• Document extract:
This is the source position that gets scaled based on what octave it comes from. There are cases, for extremely low frequency noise, where you can get away with floats. In my planet generator (earth sized planets and larger), my first couple of octaves are entirely float-based.

This also means the conversion to integer needs to be done in double-precision:

// Get the nearest lattice indices
int x0 = (int)floor(x);
int y0 = (int)floor(y);
int z0 = (int)floor(z);

Assuming you have a planet that is earth-sized, most detail will be generated at a distance of ~6,000,000 metres from the origin. Up there, the resolution of a float goes rapidly from 0.0625 metres to 1 metre. While the rounding won’t show its effect until you get above 10,000km, there’s really no point in trying to marshal the position into a float and I’d rather not have to worry about changing the function for larger planet radii.

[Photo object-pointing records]
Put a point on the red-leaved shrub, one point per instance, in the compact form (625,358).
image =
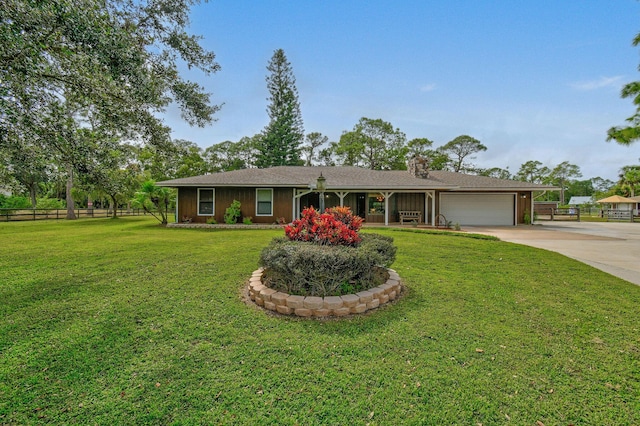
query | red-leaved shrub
(336,226)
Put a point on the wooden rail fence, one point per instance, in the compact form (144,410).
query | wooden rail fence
(14,215)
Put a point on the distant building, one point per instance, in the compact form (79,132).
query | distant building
(578,201)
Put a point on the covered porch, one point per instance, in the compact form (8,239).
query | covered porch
(376,207)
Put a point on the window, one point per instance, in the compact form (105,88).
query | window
(206,197)
(264,202)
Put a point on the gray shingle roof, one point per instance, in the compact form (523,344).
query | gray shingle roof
(352,178)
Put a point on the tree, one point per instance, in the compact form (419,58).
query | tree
(154,200)
(532,171)
(629,181)
(110,66)
(313,141)
(626,135)
(601,185)
(419,147)
(227,156)
(496,172)
(461,148)
(562,175)
(281,139)
(373,144)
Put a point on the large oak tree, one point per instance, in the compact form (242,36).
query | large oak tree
(112,66)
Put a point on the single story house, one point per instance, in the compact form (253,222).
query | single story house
(279,194)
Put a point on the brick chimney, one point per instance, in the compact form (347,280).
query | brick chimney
(419,167)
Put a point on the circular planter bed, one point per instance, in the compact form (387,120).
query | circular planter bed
(328,306)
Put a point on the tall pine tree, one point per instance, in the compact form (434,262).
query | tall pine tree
(282,137)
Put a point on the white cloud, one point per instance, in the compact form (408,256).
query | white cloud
(428,87)
(598,84)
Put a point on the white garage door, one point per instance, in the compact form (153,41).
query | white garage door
(478,209)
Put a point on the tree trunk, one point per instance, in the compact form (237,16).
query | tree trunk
(71,214)
(114,206)
(33,188)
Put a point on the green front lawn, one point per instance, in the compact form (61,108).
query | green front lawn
(124,322)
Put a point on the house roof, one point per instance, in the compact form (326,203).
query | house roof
(617,199)
(352,178)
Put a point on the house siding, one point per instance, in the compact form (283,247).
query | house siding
(187,204)
(283,207)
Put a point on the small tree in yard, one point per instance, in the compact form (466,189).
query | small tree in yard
(155,200)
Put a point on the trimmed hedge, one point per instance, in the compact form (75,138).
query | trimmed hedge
(309,269)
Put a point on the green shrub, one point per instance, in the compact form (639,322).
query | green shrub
(309,269)
(232,213)
(382,246)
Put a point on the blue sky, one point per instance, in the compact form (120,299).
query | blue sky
(532,80)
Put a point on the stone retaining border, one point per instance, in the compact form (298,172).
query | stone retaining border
(224,226)
(329,306)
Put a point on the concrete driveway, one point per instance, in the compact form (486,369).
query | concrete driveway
(613,247)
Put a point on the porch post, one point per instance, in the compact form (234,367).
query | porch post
(341,195)
(386,207)
(294,205)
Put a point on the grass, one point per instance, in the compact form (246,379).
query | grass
(124,322)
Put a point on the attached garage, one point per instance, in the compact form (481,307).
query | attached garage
(478,208)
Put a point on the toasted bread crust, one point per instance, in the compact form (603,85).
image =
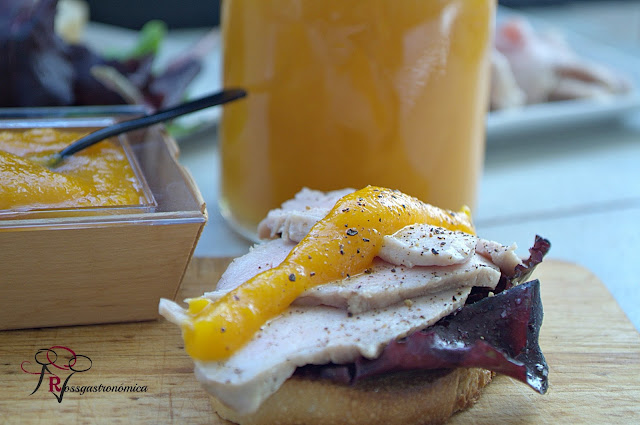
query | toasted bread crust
(415,397)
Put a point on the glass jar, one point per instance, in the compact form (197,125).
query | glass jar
(347,93)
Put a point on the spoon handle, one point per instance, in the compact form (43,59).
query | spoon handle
(160,116)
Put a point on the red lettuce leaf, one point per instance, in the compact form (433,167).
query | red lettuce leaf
(498,333)
(38,68)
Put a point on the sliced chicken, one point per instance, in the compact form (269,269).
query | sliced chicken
(311,335)
(505,92)
(293,220)
(546,68)
(386,282)
(425,245)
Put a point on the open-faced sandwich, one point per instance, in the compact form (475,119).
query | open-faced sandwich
(365,307)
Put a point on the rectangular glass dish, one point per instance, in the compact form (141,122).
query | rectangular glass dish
(109,265)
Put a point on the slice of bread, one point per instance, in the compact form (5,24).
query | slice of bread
(71,19)
(414,397)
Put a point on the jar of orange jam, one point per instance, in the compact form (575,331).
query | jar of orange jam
(349,93)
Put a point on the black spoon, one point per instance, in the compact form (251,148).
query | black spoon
(219,98)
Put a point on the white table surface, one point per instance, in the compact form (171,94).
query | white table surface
(578,187)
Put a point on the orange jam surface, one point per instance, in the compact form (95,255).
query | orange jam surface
(343,243)
(98,176)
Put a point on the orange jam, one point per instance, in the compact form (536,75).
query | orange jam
(345,93)
(98,176)
(344,243)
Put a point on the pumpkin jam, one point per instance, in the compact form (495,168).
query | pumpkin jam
(99,176)
(343,243)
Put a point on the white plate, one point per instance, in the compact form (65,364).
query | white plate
(572,113)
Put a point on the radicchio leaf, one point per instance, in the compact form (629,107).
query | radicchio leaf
(498,333)
(521,273)
(38,68)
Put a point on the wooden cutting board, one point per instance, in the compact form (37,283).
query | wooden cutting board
(592,349)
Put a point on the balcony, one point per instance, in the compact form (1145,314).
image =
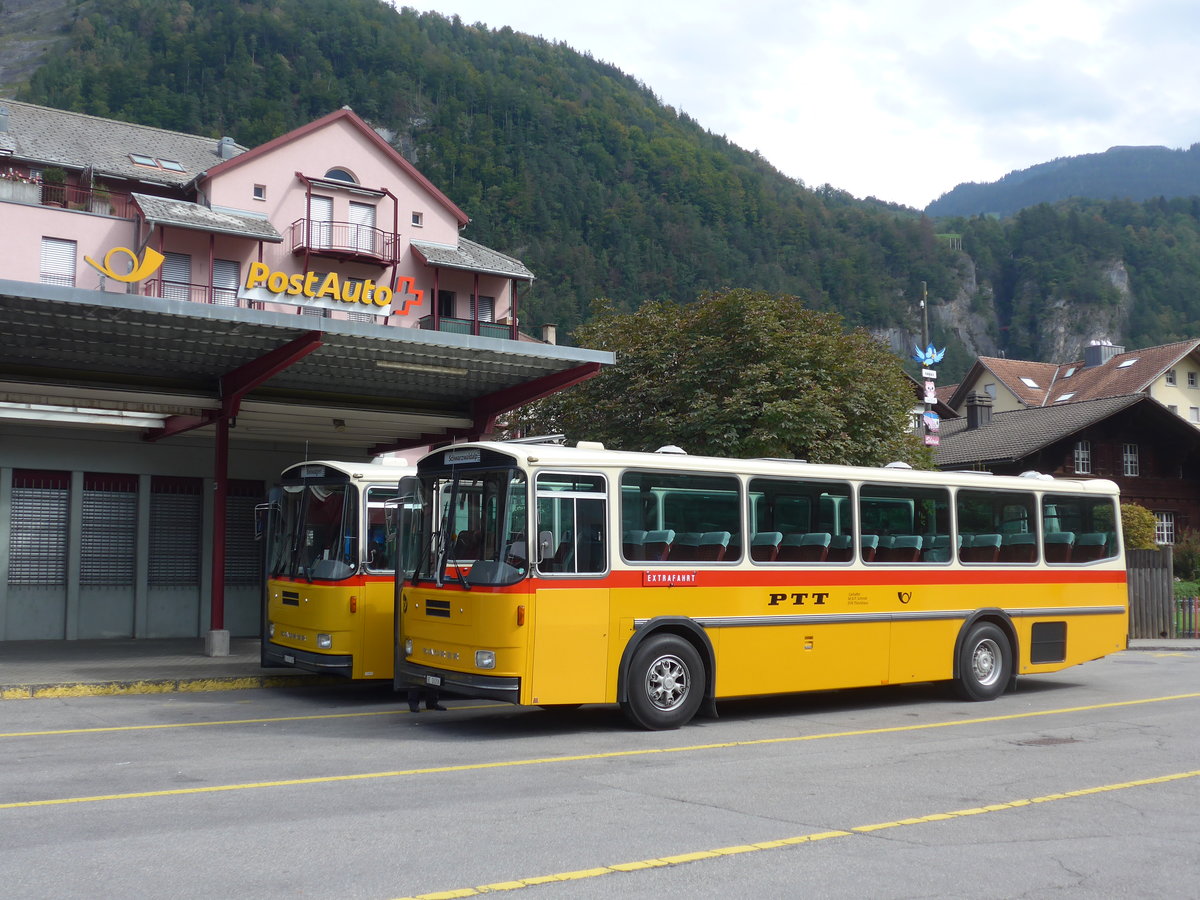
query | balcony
(106,203)
(468,327)
(192,293)
(346,241)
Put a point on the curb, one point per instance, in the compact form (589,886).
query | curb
(171,685)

• Task: Pick up the text on floating-point precision in planet-scale noise generation after its last sentence and continue it in the same voice.

• The output:
This resolution becomes extremely important in the next bit of code:

// Get local deltas to lattice positions
double dx0 = x - x0;
double dy0 = y - y0;
double dz0 = z - z0;

If this delta is calculated with floats at this height, you will get multiples of 0.0625 or higher. This produces stair-stepping artifacts every few centimetres and a complete loss of detail that looks quite horrendous. However, if you calculate the delta using doubles and convert the 0-1 value to float, it’s all fine:

// Get local deltas to lattice positions
float dx0 = float(x - x0);
float dy0 = float(y - y0);
float dz0 = float(z - z0);

The rest of the code does not need to touch a double value, ever; the distance to the far lattice indices has already been adjusted so that it’s not in terms of the incoming position.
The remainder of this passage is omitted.